Brief. Rewrite the listing below with "Pick out" swapped for "Mark" everywhere, leaving everything else unchanged.

The input.
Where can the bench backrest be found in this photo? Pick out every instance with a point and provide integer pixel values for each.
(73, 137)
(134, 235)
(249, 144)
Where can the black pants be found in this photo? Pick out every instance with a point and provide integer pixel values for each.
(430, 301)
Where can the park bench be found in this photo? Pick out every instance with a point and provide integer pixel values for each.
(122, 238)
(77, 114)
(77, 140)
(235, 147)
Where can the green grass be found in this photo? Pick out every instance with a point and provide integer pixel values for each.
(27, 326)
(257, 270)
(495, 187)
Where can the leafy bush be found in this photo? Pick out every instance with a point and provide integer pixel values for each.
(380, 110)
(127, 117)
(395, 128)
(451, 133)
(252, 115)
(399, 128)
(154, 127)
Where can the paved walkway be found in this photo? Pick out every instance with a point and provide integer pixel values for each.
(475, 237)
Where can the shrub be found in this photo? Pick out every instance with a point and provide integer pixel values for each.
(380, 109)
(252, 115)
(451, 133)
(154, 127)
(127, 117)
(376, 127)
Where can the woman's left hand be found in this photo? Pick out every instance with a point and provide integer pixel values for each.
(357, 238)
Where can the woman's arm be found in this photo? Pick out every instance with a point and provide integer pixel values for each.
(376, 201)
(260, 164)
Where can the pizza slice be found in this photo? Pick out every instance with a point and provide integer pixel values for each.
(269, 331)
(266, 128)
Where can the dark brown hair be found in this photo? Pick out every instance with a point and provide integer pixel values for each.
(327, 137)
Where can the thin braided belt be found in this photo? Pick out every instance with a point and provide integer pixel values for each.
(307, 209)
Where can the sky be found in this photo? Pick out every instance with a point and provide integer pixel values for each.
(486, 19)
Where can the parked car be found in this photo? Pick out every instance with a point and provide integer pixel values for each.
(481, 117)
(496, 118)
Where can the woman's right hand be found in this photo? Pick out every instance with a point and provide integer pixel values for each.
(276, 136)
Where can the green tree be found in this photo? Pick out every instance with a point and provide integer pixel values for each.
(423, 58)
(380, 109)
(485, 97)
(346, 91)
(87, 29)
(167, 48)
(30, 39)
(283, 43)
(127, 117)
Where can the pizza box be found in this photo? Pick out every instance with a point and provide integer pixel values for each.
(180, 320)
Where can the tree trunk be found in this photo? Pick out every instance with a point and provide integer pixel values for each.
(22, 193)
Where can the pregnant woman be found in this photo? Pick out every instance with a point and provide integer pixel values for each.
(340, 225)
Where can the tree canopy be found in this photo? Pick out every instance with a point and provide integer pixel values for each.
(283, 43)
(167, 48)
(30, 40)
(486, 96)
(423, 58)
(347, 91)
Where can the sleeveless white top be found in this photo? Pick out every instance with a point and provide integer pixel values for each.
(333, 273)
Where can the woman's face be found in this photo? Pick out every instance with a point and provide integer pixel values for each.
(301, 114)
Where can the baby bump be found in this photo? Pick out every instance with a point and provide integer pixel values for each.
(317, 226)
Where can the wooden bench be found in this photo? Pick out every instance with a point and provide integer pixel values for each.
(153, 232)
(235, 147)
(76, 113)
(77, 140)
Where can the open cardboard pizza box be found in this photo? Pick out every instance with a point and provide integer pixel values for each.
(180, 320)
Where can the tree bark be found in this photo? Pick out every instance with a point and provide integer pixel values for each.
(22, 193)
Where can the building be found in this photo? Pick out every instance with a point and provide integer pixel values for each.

Result.
Where can the bench backrest be found in this photo? Mark every instance with a point and provide integer pixel values for each.
(73, 137)
(134, 235)
(249, 144)
Where can the black pants be found in this photo? Mark every instance with a point and provide integer pixel values for each.
(430, 301)
Where can the park bench be found in this photo? Mark every instance with a point and provide integer pixel values for each.
(122, 238)
(77, 114)
(77, 140)
(235, 147)
Where can the green grass be found in this photo? Mark every instance with a point and provide integer pixel values for each.
(27, 326)
(257, 270)
(495, 187)
Where can the leafy bush be found in this photo? Mark every instance with a point and provide integer pixel values for each.
(380, 110)
(127, 117)
(395, 128)
(451, 133)
(252, 115)
(399, 128)
(154, 127)
Where can the paved walkway be found in this photo? Mark every instance with a point and provide integer pixel values for each.
(475, 237)
Where can the shrub be found in this photo? Mark every instance with a point and provide integer pixel values for each.
(380, 109)
(252, 115)
(451, 133)
(154, 127)
(127, 117)
(376, 127)
Where can the woman's left hand be found in this photo? Mark every instance with a point and provide integer pixel values for each.
(357, 238)
Where can the woman's arm be found in this photo? Mark every instance with a point and provide integer pixel values for each.
(376, 201)
(260, 164)
Where can the pizza slice be found in this photo? Mark every instance with a point and provide integer pixel values for each.
(269, 331)
(266, 128)
Where can the dark brown hair be found in this photo? Mark every instance with a point and provide integer pixel values for each.
(327, 137)
Where can the thin braided belt be found in this photo? Mark every instance with a point and provide integer pixel values for each.
(307, 209)
Where can the sky be found in this photo? Mark every instance with a point and provide integer pixel values for each.
(486, 19)
Where can the parked car be found in this photo? Mark every instance with a point and provide integer pixel values for each.
(481, 117)
(496, 118)
Where can the woman's right hand be found in this photo? Mark every instance with a point and provide integer pixel values for each.
(276, 136)
Where can the green tree be found in this photo? Mark every instance with a point and provide integer pixel values for each.
(423, 58)
(380, 109)
(485, 97)
(346, 91)
(87, 29)
(167, 48)
(30, 39)
(283, 43)
(127, 117)
Where can the pizza box be found in this photo? Mark every instance with a point and provide integer pixel values for each.
(180, 320)
Where can the tree trunk be found in this photo? Mark every instance with a point and provide integer pixel values for each.
(22, 193)
Where can the pregnant woman be found in this photo? Mark every instance with a point and provide integer pixel values for each.
(340, 225)
Where can the tree canopy be found in this photo? Mark every instance with a point and provide integer pixel values for each.
(283, 43)
(167, 48)
(30, 40)
(486, 96)
(423, 58)
(347, 91)
Where can the sleeveless white top be found in this photo? Mark every instance with a point and provide integer pixel values for each.
(333, 273)
Where can the woman's face be found in this photo? Mark every instance with a point and provide integer pixel values for each.
(301, 114)
Where can the baby bump be found in this photo? Mark every instance with a point and provide integer pixel values for each.
(317, 226)
Where can the wooden bench be found in this photo? Mark every instance with a point and provide integer pixel values for each.
(153, 232)
(235, 147)
(76, 113)
(77, 140)
Where can the open cardboard pizza box be found in this photo? Mark every instance with a point and provide integer pixel values for each.
(180, 320)
Where can the tree bark be found in this photo? Mark every instance with a point and provide integer pixel values for each.
(22, 193)
Where can the building be found in this photo? Mark every instance with a point and provide integer pixel values for each.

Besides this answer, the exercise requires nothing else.